RECORDED INFORMATION:
● ● ● ● ● ● ●

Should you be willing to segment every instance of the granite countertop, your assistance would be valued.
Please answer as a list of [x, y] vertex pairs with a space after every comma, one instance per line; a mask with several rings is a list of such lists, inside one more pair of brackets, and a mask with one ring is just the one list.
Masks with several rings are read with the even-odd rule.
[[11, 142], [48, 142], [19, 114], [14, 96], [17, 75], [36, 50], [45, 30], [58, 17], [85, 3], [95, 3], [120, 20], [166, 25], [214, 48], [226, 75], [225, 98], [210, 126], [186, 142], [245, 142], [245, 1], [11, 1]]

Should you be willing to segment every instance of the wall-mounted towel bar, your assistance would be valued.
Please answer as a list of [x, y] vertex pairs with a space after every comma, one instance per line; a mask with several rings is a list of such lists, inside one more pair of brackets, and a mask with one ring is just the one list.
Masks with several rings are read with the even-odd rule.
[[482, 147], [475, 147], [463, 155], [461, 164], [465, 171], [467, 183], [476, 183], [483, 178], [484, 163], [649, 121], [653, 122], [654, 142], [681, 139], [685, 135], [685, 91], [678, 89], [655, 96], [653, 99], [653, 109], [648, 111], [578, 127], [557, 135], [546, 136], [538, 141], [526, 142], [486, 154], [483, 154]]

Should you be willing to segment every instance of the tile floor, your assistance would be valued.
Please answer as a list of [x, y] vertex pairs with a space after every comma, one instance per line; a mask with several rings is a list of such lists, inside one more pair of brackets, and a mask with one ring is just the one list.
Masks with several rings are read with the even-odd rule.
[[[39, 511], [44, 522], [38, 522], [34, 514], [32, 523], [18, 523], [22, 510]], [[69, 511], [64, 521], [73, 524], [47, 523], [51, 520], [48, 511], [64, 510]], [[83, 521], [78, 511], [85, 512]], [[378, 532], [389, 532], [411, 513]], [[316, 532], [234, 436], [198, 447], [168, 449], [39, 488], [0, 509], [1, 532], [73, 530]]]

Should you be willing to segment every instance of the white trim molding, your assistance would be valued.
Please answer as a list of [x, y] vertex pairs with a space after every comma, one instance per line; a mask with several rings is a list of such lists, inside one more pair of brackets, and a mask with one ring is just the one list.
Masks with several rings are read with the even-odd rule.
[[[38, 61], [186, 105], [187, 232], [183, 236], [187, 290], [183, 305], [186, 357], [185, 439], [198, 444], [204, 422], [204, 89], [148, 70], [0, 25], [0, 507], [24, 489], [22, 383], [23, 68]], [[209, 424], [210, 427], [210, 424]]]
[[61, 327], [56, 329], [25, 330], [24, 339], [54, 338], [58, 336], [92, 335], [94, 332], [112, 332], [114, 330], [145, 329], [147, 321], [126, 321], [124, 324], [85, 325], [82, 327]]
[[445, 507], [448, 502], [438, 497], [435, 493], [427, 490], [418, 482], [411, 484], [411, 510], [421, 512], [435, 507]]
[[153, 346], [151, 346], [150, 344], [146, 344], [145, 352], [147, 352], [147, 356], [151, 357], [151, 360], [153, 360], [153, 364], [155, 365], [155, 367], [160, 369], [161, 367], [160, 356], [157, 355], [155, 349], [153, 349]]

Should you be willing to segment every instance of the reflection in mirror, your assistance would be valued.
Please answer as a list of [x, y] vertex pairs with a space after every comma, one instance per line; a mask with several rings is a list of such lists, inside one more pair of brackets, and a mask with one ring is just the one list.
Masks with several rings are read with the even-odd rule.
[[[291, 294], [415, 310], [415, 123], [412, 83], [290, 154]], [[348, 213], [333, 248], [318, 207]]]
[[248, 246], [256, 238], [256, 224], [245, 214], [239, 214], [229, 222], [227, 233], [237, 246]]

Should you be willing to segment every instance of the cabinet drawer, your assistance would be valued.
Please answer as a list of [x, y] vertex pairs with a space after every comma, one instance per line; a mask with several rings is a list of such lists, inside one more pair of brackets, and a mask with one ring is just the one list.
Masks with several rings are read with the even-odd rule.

● ● ● ● ● ● ●

Turn every line of the entries above into a Markdown table with the columns "Row" and "Line", numbering each row and skipping blank lines.

| Row | Line |
|---|---|
| 1 | Should you be willing to segment every instance of the granite countertop, your assistance would be valued. |
| 2 | Please answer as a list of [x, y] vertex pairs with a space after every comma, one instance per line; a mask with several rings is a list of such lists, inside one more pair of brackets, and a mask with one ring is just the one list. |
| 3 | Masks with several rings are read with the even-odd rule. |
| 4 | [[11, 142], [48, 142], [19, 114], [14, 96], [17, 75], [36, 50], [45, 30], [58, 17], [85, 3], [95, 3], [120, 20], [166, 25], [214, 48], [226, 75], [225, 98], [210, 126], [186, 142], [245, 142], [245, 1], [11, 1]] |
| 5 | Should you be willing to segment every instance of the wall-mounted towel bar, your assistance would be valued. |
| 6 | Please answer as a list of [x, y] vertex pairs with a space after every comma, one instance per line; a mask with several rings is a list of such lists, inside one more pair of brackets, and a mask with one ring is just the one list. |
| 7 | Masks with several rings are read with the even-odd rule. |
| 8 | [[482, 147], [475, 147], [463, 155], [461, 164], [465, 171], [467, 183], [476, 183], [483, 178], [484, 163], [649, 121], [653, 122], [654, 142], [681, 139], [685, 135], [685, 91], [678, 89], [655, 96], [653, 99], [653, 109], [648, 111], [578, 127], [557, 135], [546, 136], [538, 141], [526, 142], [486, 154], [483, 154]] |
| 9 | Should you be willing to segment every instance of the tile floor, your assistance would be valued. |
| 10 | Please answer as a list of [x, y] vertex pairs with a space after every comma, one instance per line; a mask with several rings is a list of such lists, inside one more pair of brackets, and a mask with one ring is just the one list. |
| 11 | Masks with several rings are read with the even-odd rule. |
| 12 | [[[39, 511], [44, 522], [38, 522], [34, 514], [32, 523], [18, 523], [22, 510]], [[69, 511], [64, 521], [73, 524], [47, 523], [51, 520], [48, 511], [64, 510]], [[83, 521], [78, 511], [85, 512]], [[378, 532], [389, 532], [411, 513]], [[316, 532], [234, 436], [198, 447], [168, 449], [39, 488], [0, 509], [1, 532], [73, 530]]] |
| 13 | Should you be willing to segment every instance of the white trim molding, your assistance would be valued. |
| 14 | Please answer as a list of [x, y] vertex pairs with a space after every comma, one instance per line; a mask with several rings is a list of such lists, inside one more pair of brackets, and a mask with one ring is just the one list. |
| 15 | Masks with several rings are read with the even-odd rule. |
| 16 | [[[38, 61], [186, 105], [187, 232], [183, 236], [187, 290], [183, 305], [186, 357], [185, 439], [198, 444], [204, 422], [204, 89], [148, 70], [0, 25], [0, 507], [24, 489], [22, 383], [23, 68]], [[209, 424], [210, 427], [210, 424]]] |
| 17 | [[61, 327], [56, 329], [25, 330], [24, 339], [54, 338], [58, 336], [92, 335], [94, 332], [112, 332], [114, 330], [145, 329], [147, 321], [126, 321], [124, 324], [85, 325], [82, 327]] |
| 18 | [[445, 507], [448, 502], [438, 497], [435, 493], [427, 490], [418, 482], [411, 484], [411, 510], [421, 512], [435, 507]] |
| 19 | [[153, 346], [151, 346], [150, 344], [146, 344], [145, 352], [147, 352], [147, 356], [151, 357], [151, 360], [153, 360], [153, 364], [155, 365], [155, 367], [160, 369], [161, 367], [160, 356], [157, 355], [155, 349], [153, 349]] |
| 20 | Should you be willing to segment every instance of the reflection in mirror, your assistance would be valued. |
| 21 | Please answer as a list of [x, y] vertex pairs with a space after every comma, one instance per line; a mask with several rings is a list of such lists, inside one more pair of brackets, and a mask with one ring is just the one list. |
| 22 | Masks with several rings are read with the even-odd rule. |
| 23 | [[[291, 294], [415, 310], [415, 123], [412, 83], [290, 154]], [[348, 213], [333, 248], [318, 207]]] |
| 24 | [[248, 246], [256, 238], [256, 224], [245, 214], [239, 214], [229, 222], [227, 233], [237, 246]] |
| 25 | Should you be willing to segment every instance of the cabinet drawer, your assistance would be valued. |
| 26 | Please answer as a list of [x, y] vertex pairs with a space after every comma, one instance per line; a mask with several rings is a list of such lists, inside one more pair of brackets, and a mask with one ring is just the one list. |
| 27 | Masks with several rings are read with the even-odd rule. |